§ **Your task**
Extract from the data below every line that contains the string "dark", and copy each one in full. Matching is case-sensitive.

§ **Entries shown**

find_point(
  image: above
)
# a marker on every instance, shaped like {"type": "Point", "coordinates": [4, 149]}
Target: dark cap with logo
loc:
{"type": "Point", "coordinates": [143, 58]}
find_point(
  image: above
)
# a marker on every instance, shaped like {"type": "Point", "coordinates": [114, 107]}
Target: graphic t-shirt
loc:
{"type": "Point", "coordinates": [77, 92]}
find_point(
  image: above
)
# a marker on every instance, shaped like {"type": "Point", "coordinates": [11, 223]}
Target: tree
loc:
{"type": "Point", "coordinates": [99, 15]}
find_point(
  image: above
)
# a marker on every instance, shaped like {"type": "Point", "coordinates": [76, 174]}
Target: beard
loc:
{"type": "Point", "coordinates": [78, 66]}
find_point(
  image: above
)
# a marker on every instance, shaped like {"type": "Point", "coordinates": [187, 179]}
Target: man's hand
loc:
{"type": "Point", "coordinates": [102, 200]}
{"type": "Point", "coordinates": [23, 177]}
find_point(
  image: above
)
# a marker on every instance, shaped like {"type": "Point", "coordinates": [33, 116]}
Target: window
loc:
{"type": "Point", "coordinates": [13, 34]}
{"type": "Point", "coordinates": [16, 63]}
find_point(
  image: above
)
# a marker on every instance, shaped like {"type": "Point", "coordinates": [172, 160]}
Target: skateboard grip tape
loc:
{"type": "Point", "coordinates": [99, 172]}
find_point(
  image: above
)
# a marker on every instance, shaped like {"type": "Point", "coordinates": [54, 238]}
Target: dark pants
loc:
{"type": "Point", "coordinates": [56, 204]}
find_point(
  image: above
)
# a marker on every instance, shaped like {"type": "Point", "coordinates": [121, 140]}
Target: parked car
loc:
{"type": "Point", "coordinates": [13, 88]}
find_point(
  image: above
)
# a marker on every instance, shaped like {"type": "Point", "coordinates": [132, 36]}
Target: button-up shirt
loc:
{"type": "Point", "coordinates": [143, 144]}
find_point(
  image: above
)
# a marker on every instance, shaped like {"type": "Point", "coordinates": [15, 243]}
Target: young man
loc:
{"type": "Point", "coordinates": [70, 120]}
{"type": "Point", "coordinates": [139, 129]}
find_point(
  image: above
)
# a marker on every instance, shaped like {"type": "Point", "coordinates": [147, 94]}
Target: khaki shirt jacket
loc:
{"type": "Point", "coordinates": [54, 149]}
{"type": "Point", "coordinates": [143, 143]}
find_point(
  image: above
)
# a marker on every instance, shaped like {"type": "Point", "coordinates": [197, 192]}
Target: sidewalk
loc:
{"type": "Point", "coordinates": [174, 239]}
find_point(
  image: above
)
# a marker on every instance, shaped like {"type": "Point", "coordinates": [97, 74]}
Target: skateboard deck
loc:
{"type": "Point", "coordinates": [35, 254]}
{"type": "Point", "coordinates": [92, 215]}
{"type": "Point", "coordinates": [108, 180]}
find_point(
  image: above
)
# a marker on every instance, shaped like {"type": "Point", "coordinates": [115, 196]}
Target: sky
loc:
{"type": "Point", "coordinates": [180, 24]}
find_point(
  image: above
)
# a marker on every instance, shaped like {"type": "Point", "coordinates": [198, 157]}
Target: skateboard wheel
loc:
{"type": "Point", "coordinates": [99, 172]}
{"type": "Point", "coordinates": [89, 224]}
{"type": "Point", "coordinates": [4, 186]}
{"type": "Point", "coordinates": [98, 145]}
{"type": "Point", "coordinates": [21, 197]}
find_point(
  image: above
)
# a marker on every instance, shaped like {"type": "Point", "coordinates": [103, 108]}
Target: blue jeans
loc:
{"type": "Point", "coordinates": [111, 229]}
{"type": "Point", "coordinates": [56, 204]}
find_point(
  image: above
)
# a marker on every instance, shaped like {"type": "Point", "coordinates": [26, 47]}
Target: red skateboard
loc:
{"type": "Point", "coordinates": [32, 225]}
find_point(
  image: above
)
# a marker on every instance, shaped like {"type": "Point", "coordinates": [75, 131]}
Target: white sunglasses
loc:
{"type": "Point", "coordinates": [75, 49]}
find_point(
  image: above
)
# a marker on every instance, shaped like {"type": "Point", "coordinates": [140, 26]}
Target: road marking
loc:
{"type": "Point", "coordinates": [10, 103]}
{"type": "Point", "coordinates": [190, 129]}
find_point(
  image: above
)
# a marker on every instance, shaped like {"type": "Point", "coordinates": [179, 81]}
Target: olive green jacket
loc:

* * *

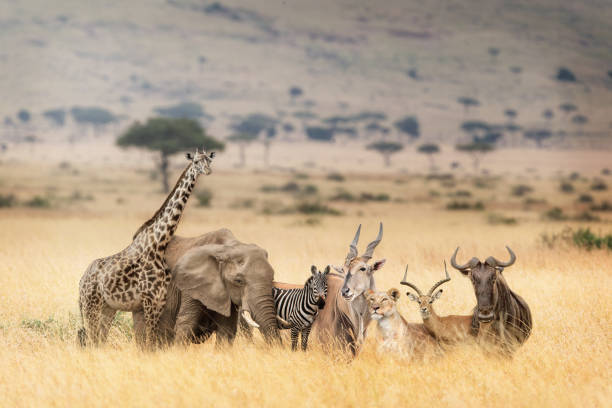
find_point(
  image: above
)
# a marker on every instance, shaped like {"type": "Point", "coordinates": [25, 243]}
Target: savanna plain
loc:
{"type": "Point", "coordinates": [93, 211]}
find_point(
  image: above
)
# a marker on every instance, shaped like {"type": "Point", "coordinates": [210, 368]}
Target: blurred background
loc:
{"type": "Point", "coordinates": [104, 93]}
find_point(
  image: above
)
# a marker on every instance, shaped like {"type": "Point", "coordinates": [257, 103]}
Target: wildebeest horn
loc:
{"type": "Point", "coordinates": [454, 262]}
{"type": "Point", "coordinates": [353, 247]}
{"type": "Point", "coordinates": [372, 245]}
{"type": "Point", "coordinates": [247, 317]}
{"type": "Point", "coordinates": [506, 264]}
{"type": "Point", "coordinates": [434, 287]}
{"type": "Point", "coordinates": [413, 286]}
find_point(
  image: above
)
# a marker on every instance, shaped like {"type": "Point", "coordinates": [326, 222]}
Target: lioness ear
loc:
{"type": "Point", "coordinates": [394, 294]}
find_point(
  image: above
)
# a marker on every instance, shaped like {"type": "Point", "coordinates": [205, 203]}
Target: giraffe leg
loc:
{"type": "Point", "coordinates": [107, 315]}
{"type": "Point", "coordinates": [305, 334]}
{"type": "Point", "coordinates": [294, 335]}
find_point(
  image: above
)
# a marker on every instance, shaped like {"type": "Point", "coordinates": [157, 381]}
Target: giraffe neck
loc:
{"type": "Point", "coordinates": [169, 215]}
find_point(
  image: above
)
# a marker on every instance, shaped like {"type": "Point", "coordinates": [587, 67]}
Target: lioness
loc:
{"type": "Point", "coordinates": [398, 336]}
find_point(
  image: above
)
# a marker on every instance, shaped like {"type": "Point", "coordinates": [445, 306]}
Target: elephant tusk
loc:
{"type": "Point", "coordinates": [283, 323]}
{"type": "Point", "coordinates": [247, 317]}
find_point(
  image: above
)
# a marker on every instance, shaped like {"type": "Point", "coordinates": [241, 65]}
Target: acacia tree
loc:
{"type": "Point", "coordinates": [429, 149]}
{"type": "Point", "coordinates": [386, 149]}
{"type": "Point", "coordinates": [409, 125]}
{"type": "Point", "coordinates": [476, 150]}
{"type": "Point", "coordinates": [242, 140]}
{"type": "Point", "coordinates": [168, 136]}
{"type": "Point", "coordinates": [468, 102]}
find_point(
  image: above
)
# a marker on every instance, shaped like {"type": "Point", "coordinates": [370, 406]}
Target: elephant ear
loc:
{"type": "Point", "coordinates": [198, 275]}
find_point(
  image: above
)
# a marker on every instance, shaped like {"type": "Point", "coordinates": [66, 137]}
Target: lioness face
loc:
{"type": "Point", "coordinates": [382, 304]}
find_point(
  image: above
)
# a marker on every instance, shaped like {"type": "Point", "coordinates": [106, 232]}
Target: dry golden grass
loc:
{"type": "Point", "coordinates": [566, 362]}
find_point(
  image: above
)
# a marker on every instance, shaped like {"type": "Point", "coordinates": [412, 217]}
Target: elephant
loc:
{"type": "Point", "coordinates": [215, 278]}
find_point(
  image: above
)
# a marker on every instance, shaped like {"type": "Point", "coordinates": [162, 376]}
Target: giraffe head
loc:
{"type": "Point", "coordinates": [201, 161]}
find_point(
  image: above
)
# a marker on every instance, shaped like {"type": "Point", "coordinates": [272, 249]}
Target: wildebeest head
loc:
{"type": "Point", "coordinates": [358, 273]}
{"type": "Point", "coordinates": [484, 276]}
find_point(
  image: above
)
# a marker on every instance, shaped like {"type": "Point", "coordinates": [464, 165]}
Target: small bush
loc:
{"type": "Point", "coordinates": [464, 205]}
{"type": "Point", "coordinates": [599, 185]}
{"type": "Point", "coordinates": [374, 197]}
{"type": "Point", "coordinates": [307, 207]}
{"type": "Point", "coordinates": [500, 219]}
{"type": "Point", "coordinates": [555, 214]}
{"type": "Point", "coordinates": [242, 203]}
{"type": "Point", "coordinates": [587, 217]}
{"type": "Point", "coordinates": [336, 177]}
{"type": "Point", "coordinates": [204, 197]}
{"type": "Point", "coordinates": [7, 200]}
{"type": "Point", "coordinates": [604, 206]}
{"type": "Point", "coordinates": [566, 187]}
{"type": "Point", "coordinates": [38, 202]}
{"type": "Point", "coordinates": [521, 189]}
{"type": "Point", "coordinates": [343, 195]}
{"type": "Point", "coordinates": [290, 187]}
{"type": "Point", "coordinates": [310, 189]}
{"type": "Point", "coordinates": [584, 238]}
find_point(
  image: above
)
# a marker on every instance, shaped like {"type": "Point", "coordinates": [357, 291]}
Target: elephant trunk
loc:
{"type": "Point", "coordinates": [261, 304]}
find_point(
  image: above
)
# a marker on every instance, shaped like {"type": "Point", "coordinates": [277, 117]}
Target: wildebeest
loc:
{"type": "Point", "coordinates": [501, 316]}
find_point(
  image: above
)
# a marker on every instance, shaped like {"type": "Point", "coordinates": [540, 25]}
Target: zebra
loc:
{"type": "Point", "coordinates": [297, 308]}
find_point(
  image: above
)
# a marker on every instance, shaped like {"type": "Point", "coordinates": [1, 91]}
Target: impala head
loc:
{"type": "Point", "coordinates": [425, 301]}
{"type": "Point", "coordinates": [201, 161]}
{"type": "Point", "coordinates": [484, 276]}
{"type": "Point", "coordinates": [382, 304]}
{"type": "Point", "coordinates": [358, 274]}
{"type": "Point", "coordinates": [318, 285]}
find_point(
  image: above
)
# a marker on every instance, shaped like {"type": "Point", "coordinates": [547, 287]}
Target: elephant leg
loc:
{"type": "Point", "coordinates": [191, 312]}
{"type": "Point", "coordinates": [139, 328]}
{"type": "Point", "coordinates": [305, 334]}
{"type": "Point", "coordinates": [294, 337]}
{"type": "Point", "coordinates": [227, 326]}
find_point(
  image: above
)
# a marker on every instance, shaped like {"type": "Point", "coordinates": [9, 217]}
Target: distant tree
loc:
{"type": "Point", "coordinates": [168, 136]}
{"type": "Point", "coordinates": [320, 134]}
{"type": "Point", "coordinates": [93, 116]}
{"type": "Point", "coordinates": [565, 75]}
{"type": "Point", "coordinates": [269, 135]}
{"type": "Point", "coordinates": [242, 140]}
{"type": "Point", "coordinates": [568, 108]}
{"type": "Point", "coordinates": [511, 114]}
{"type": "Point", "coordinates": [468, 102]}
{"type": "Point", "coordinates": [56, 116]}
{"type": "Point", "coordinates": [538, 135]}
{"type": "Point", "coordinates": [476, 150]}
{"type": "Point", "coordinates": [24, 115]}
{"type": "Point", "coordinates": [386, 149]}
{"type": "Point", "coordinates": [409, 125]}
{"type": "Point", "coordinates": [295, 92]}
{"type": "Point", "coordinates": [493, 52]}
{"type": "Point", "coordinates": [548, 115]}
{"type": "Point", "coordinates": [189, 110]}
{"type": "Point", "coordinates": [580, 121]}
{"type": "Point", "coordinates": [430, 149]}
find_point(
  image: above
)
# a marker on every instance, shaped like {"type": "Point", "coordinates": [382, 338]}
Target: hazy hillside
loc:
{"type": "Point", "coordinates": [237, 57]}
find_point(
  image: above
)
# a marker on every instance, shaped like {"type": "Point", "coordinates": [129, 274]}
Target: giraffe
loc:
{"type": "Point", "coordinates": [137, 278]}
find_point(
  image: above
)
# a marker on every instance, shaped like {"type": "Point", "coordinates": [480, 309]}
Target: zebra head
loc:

* * *

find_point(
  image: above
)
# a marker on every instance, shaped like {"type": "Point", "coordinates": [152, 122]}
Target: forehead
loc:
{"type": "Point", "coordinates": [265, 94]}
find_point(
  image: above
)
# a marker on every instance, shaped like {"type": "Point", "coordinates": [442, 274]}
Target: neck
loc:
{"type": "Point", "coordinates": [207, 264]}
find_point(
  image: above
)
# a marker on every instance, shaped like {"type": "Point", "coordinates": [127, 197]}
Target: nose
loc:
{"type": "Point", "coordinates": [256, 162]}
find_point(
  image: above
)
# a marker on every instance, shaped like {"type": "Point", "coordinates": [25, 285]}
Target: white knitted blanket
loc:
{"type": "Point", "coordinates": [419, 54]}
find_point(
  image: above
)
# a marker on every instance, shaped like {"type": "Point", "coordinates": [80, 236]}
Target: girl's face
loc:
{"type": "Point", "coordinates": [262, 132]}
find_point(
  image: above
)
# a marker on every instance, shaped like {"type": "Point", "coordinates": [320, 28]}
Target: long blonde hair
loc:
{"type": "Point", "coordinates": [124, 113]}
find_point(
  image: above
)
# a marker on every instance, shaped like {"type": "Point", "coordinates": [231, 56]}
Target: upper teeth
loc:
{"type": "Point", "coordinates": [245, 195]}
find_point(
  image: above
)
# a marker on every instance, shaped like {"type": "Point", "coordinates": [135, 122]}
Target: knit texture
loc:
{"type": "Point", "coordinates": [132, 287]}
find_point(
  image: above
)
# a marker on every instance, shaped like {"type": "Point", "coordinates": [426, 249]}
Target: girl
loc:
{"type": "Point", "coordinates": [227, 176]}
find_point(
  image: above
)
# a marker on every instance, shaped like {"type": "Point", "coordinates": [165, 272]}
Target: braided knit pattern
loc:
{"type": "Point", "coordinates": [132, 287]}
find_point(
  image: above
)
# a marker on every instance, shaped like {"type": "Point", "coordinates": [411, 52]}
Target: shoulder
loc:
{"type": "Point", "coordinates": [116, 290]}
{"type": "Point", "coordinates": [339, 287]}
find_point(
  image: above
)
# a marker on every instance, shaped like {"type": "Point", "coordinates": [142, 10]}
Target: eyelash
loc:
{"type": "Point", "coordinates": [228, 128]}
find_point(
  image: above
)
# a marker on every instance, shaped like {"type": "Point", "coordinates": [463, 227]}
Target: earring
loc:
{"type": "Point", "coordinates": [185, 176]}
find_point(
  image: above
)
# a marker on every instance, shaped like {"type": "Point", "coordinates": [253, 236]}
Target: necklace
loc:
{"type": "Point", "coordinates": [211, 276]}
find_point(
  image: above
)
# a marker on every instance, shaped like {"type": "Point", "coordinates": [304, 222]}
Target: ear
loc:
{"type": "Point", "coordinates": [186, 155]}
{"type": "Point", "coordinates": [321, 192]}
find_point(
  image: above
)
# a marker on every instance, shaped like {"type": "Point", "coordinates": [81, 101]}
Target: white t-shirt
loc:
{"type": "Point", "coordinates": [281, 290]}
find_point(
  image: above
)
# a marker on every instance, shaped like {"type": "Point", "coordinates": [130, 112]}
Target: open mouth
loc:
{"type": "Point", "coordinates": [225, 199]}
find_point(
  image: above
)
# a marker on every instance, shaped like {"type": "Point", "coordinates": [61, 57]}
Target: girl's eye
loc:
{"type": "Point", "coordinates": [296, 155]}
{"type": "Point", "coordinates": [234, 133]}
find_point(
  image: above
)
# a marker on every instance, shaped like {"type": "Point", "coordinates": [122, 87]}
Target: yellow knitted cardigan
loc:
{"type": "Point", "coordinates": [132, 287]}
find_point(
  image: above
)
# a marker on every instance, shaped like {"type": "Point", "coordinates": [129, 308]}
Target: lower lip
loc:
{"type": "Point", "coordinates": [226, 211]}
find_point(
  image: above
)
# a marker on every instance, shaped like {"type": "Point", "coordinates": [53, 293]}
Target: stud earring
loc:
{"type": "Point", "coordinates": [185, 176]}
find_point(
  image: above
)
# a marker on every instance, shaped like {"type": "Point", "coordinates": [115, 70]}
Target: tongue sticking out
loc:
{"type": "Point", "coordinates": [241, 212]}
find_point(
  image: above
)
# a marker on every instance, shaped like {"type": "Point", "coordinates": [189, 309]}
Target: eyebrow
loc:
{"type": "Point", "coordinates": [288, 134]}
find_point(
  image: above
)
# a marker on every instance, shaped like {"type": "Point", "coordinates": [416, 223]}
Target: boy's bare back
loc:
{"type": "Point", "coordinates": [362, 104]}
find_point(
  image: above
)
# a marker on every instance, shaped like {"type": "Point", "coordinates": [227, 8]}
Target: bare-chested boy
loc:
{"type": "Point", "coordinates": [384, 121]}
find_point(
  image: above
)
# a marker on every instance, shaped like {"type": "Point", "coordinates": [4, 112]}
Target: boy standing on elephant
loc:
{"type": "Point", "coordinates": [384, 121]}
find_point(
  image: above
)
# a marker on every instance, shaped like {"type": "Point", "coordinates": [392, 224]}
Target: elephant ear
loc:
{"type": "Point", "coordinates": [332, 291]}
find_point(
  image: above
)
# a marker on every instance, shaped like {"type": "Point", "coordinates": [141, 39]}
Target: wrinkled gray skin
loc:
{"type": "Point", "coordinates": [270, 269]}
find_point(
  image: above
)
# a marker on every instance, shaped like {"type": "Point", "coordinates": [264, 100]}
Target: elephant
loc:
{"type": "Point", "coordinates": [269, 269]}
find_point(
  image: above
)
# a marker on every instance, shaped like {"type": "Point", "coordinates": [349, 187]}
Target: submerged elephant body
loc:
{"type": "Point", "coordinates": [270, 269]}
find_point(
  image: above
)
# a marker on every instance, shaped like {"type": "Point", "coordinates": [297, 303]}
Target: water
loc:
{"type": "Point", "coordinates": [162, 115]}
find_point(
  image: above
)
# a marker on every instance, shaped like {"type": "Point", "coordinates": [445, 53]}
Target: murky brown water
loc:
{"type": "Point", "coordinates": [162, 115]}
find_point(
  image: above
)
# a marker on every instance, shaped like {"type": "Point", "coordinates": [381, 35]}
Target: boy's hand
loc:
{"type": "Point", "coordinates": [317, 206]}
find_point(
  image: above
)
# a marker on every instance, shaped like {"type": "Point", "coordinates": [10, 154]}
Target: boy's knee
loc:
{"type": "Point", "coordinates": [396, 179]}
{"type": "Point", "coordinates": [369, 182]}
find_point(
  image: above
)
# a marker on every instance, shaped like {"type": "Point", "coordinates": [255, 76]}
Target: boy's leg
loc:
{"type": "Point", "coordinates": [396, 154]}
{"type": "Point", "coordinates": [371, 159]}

§ **Written reply**
Target: dark cap with logo
Target: dark pants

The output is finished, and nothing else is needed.